▶ [TASKS TO PERFORM]
(1) Quote the split_data source code from "Each list in" through "will be equivalent.", including both of those phrases.
(2) List every parameter named in the signature of the split_data function in the split_data source code.
(3) Carry on the split_data source code from the point where it stops.

▶ [EXTRACT PROVIDED]
Source code for equisolve.utils.split_data

# -*- Mode: python; tab-width: 4; indent-tabs-mode:nil; coding:utf-8 -*-
#
# Copyright (c) 2023 Authors and contributors
# (see the AUTHORS.rst file for the full list of names)
#
# Released under the BSD 3-Clause "New" or "Revised" License
# SPDX-License-Identifier: BSD-3-Clause
"""
Module for splitting lists of :py:class:`TensorMap` objects into multiple
:py:class:`TensorMap` objects along a given axis.
"""
from typing import List, Optional, Tuple, Union

import metatensor
import numpy as np
from metatensor import Labels, TensorMap



[docs]
def split_data(
    tensors: Union[List[TensorMap], TensorMap],
    axis: str,
    names: Union[List[str], str],
    n_groups: int,
    group_sizes: Optional[Union[List[int], List[float]]] = None,
    seed: Optional[int] = None,
) -> Tuple[List[List[TensorMap]], List[Labels]]:
    """
    Splits a list of :py:class:`TensorMap` objects into multiple
    :py:class:`TensorMap` objects along a given axis.

    For either the "samples" or "properties" `axis`, the unique indices for the
    specified metadata `name` are found. If `seed` is set, the indices are
    shuffled. Then, they are divided into `n_groups`, where the sizes of the
    groups are specified by the `group_sizes` argument.

    These grouped indices are then used to split the list of input tensors. The
    split tensors, along with the grouped labels, are returned. The tensors are
    returned as a list of list of :py:class:`TensorMap` objects.

    Each list in the returned :py:class:`list` of :py:class:`list` corresponds
    to the split :py:class`TensorMap` at the same position in the input
    `tensors` list. Each nested list contains :py:class:`TensorMap` objects that
    share no common indices for the specified `axis` and `names`. However, the
    metadata on all other axes (including the keys) will be equivalent.

    The passed list of :py:class:`TensorMap` objects in `tensors` must have the
    same set of unique indices for the specified `axis` and `names`. For
    instance, if passing an input and output tensor for splitting (i.e. as used
    in supervised machine learning), the output tensor must have structure
    indices 0 -> 10 if the input tensor does.

    :param tensors: input `list` of :py:class:`TensorMap` objects, each of which
        will be split into `n_groups` new :py:class:`TensorMap` objects.
    :param axis: a :py:class:`str` equal to either "samples" or "properties".
        This is the axis along which the input :py:class:`TensorMap` objects
        will be split.

Object detection data
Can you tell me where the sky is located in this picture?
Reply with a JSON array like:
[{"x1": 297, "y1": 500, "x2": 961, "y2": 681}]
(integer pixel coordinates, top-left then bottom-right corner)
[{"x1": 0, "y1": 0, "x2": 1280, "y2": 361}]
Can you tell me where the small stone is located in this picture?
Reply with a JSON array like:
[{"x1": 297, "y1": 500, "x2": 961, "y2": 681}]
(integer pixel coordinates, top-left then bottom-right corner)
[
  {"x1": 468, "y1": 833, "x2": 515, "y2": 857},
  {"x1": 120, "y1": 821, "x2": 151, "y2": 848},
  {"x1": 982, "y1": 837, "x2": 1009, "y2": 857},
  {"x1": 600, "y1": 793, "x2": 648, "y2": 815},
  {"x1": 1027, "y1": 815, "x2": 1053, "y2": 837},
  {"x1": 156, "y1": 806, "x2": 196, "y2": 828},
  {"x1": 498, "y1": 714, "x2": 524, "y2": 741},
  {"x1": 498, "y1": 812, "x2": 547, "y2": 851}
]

▶ [THE ANSWERS]
(1)
Each list in the returned :py:class:`list` of :py:class:`list` corresponds
    to the split :py:class`TensorMap` at the same position in the input
    `tensors` list. Each nested list contains :py:class:`TensorMap` objects that
    share no common indices for the specified `axis` and `names`. However, the
    metadata on all other axes (including the keys) will be equivalent.

(2) tensors, axis, names, n_groups, group_sizes, seed

(3)
    :param names: a :py:class:`list` of :py:class:`str` indicating the
        samples/properties names by which the `tensors` will be split.
    :param n_groups: an :py:class:`int` indicating how many new
        :py:class:`TensorMap` objects each of the tensors passed in `tensors`
        will be split into. If `group_sizes` is none (default), `n_groups` is
        used to split the data into ``n`` evenly sized groups according to the
        unique metadata for the specified `axis` and `names`, to the nearest
        integer.
    :param group_sizes: an ordered :py:class:`list` of :py:class:`float` the
        group sizes to split each input :py:class:`TensorMap` into. A
        :py:class:`list` of :py:class:`int` will be interpreted as an indication
        of the absolute group sizes, whereas a list of float as indicating the
        relative sizes. For the former case, the sum of this list must be <= the
        total number of unique indices present in the input `tensors` for the
        chosen `axis` and `names`. In the latter, the sum of this list must be
        <= 1.
    :param seed: an :py:class:`int` that seeds the numpy random number
        generator. Used to control shuffling of the unique indices, which
        dictate the data that ends up in each of the split output tensors. If
        None (default), no shuffling of the indices occurs. If a
        :py:class:`int`, shuffling is executed but with a random seed set to
        this value.

    :return split_tensors: :py:class:`list` of :py:class:`list` of
        :py:class:`TensorMap`. The ``i`` th element in the list contains
        `n_groups` :py:class:`TensorMap` objects corresponding to the split ith
        :py:class:`TensorMap` of the input list `tensors`.
    :return grouped_labels: list of :py:class:`Labels` corresponding to the
        unique indices according to the specified `axis` and `names` that are
        present in each of the returned groups of :py:class:`TensorMap`. The
        length of this list is `n_groups`.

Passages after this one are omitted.